(Input material):
START

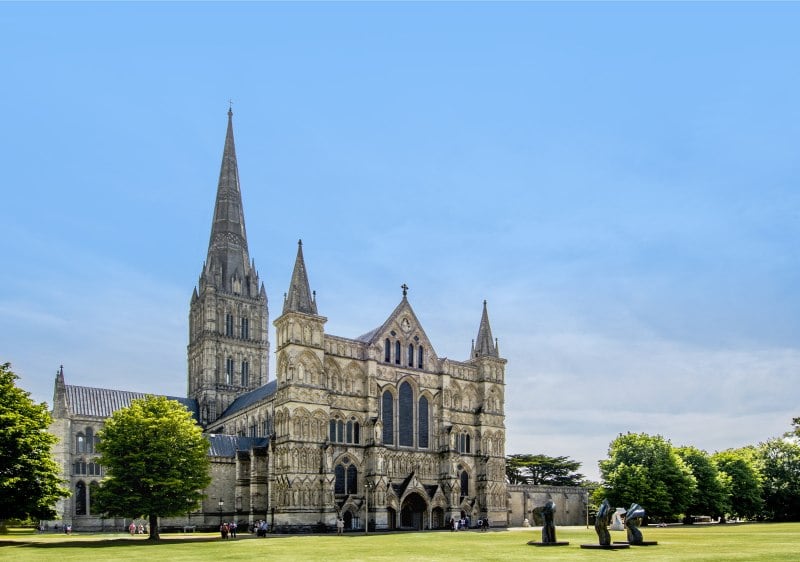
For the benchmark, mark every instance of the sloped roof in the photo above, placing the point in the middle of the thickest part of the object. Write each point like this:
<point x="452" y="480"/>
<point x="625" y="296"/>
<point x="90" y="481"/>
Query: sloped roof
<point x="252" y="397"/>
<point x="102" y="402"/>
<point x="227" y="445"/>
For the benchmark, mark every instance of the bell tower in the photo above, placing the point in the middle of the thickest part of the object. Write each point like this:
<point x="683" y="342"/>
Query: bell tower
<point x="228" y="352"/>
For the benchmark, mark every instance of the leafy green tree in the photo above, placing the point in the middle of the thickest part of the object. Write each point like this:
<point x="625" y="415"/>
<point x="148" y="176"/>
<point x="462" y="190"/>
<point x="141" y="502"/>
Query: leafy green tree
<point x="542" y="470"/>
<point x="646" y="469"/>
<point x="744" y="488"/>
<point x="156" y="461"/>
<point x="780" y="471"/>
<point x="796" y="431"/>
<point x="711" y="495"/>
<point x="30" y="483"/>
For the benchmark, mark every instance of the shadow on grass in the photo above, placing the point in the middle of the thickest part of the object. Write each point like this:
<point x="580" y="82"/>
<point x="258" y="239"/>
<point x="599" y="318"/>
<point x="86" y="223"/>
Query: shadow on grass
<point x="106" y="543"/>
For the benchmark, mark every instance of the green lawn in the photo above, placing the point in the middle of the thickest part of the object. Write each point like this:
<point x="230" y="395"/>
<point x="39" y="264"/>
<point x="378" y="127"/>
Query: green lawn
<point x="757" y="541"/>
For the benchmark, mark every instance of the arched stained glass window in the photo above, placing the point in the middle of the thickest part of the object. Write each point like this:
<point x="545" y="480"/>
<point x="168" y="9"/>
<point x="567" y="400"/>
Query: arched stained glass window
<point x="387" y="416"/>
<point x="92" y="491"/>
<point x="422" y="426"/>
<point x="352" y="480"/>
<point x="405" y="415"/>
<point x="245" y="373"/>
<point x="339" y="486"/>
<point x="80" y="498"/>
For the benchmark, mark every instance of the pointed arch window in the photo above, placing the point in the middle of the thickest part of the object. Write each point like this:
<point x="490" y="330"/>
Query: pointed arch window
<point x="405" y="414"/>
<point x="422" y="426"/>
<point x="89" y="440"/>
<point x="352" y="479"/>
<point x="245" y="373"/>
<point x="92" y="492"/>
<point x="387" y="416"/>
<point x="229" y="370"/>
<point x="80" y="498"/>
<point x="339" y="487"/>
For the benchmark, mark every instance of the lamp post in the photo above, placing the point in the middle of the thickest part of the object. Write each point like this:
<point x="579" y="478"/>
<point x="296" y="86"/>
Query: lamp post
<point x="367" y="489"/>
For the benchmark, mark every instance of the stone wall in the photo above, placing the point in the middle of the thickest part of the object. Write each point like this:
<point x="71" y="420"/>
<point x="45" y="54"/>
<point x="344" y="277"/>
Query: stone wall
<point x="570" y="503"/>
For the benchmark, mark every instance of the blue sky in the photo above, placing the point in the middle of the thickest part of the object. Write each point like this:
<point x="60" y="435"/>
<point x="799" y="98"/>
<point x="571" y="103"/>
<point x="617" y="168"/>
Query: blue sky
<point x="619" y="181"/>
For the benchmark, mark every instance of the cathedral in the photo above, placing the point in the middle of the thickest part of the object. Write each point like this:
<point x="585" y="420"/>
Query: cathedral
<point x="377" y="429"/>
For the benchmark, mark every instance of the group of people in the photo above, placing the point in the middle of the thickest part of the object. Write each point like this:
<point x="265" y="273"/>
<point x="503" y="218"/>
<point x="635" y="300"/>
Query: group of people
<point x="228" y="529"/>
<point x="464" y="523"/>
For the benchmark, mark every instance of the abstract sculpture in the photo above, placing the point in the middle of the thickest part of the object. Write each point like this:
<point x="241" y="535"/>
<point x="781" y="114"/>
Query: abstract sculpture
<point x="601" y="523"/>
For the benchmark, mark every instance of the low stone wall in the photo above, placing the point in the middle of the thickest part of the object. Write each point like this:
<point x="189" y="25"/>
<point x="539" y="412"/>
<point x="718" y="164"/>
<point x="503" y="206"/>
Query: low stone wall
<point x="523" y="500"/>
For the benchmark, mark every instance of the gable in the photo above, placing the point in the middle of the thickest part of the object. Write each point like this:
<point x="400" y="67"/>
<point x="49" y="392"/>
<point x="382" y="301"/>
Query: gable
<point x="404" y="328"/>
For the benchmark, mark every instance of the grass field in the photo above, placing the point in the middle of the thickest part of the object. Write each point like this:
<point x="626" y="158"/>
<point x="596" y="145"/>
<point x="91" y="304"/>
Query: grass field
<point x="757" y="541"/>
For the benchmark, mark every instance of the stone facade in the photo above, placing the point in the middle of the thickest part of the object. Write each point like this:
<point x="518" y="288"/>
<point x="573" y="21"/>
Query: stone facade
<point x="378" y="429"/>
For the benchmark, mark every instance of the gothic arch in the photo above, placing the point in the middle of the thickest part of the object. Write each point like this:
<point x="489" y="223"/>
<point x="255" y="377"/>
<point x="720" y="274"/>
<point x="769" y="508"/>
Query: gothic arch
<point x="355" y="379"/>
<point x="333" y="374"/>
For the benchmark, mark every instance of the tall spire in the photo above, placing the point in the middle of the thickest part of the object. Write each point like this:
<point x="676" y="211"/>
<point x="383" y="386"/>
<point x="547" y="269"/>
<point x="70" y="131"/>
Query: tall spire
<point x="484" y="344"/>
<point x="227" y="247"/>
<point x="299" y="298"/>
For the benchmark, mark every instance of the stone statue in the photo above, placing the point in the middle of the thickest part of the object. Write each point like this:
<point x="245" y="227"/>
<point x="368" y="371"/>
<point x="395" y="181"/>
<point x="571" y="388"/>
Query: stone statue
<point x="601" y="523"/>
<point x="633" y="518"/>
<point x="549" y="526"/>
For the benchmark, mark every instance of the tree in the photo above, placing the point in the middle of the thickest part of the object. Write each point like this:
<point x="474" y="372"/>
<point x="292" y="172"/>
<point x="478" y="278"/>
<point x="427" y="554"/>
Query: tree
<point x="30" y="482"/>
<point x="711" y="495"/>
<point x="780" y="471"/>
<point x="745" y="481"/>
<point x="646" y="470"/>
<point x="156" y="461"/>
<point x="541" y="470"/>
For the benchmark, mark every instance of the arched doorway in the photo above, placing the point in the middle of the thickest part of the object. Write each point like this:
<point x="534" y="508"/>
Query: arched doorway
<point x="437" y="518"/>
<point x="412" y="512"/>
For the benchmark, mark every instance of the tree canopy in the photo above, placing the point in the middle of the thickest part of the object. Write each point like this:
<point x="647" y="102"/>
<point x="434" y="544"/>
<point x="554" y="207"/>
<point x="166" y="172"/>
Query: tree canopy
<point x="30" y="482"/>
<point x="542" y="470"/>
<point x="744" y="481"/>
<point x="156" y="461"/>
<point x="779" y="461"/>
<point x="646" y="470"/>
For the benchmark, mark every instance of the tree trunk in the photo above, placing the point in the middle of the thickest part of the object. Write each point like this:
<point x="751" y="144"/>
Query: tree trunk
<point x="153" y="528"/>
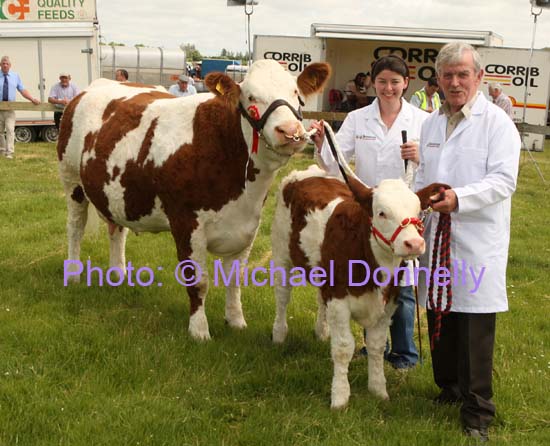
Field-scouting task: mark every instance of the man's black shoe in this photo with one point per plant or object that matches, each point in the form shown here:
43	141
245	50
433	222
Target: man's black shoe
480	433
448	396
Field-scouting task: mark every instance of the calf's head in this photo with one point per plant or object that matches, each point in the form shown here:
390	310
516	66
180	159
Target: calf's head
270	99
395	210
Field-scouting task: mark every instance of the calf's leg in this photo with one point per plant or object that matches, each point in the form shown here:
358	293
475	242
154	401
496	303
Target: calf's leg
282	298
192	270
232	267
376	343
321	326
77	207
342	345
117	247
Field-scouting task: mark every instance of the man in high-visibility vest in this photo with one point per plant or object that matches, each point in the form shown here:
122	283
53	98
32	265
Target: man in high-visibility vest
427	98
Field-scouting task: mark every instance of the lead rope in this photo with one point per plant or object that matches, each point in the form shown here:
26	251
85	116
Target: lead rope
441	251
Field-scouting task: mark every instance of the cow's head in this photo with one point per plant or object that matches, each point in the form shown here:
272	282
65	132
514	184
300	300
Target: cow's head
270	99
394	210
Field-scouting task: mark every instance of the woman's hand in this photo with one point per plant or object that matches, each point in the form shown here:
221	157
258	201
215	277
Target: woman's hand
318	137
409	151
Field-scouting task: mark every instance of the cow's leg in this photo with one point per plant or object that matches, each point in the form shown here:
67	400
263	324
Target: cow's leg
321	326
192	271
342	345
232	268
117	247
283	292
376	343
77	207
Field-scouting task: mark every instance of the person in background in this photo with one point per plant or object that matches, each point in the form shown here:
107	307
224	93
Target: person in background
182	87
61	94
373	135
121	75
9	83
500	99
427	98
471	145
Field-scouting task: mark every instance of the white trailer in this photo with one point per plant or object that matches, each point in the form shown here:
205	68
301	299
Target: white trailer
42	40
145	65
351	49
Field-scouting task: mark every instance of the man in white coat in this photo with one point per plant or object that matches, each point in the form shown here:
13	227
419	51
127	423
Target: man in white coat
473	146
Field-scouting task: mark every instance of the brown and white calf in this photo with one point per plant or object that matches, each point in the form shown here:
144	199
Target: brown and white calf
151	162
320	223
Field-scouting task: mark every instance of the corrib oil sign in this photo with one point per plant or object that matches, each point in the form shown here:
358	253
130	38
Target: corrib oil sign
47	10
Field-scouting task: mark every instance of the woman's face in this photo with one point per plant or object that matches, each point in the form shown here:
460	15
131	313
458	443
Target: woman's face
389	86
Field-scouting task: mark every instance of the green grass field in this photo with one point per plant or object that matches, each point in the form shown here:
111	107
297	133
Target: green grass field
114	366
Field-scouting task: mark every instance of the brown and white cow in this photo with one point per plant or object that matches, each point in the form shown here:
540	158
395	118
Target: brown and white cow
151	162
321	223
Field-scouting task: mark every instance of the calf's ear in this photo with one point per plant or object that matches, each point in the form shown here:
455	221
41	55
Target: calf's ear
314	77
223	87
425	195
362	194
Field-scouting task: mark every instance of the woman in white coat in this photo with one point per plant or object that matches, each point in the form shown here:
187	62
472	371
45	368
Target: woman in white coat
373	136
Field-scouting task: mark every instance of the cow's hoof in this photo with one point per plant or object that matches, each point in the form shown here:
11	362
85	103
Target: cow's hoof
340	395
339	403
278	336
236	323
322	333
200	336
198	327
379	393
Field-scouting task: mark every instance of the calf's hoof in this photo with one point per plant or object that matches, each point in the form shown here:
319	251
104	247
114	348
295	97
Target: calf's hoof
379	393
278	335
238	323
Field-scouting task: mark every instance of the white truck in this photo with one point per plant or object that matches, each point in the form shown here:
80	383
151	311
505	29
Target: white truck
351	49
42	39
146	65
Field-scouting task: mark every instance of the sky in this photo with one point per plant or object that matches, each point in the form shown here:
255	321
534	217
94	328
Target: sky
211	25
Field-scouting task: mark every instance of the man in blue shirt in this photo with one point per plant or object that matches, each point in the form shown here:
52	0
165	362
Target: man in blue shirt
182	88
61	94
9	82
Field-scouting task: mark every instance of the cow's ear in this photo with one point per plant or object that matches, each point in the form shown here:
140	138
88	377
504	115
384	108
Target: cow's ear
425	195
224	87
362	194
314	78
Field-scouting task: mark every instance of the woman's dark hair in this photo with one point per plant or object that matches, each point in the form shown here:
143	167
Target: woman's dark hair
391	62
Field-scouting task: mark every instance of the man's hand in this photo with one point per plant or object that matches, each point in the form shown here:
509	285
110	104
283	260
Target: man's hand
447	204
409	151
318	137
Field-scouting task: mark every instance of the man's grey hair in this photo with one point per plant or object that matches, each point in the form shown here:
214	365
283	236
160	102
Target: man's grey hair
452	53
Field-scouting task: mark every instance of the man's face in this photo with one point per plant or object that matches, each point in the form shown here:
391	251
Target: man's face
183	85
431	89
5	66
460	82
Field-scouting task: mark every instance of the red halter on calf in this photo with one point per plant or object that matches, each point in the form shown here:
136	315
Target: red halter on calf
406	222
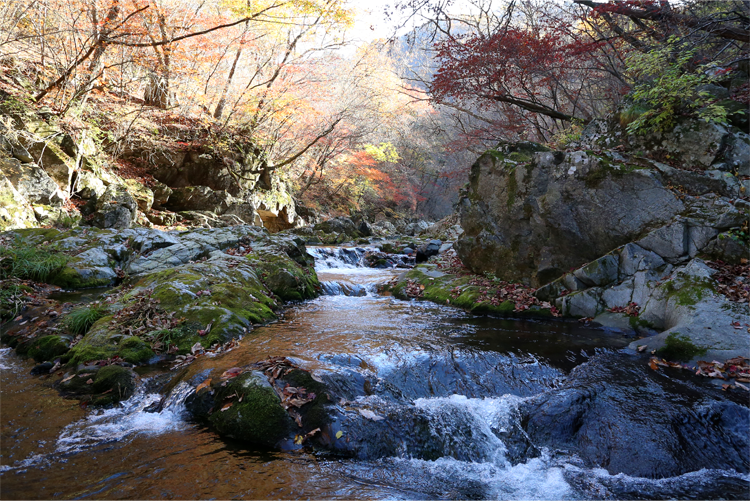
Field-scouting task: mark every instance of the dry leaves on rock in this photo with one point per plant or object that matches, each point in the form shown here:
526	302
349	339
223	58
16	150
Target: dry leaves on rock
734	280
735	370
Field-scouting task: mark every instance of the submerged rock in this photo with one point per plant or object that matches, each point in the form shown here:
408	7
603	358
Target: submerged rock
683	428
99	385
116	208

END

(Work to be completed):
Please rewrite every line starting at the line that contains "Field-scouting task: mark every instance of the dry" and ending at the end of the records, shifting each answer coordinate by adding 41 to it.

(The answer):
Field-scouting task: mark every instance of the dry leaves on rock in this photo with one point per plant or object that matches, each point in the form shown here:
526	302
349	339
223	58
16	150
Target: dry leaves on rock
775	321
776	411
Field-scouting task: mark every instance of the submerged rock in this photo with one point per plant or object that matches, each point in the form shown here:
408	7
603	358
Target: submerged rock
724	469
140	426
157	249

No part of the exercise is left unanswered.